*Task statement*: Reproduce every one of the records below word for word, leaving the pictures out of your answer.

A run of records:
• • •

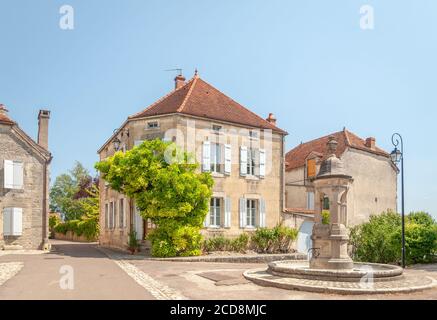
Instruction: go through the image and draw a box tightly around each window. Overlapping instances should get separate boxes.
[307,191,314,210]
[147,121,159,129]
[246,199,257,227]
[105,203,109,229]
[307,159,316,178]
[210,143,223,173]
[118,199,126,228]
[209,198,221,227]
[4,160,24,189]
[212,124,223,134]
[3,208,23,236]
[247,148,256,176]
[109,202,114,229]
[249,130,259,139]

• • •

*Full solution*:
Instruction: go through the image and draw a box tightly around each window. Overlapping instances should get separate boxes.
[307,191,314,210]
[147,121,159,129]
[246,199,257,227]
[105,203,109,229]
[307,159,316,178]
[210,143,223,173]
[118,199,126,228]
[209,198,221,227]
[4,160,24,189]
[212,124,223,134]
[3,208,23,236]
[247,148,256,176]
[109,202,114,229]
[249,130,259,139]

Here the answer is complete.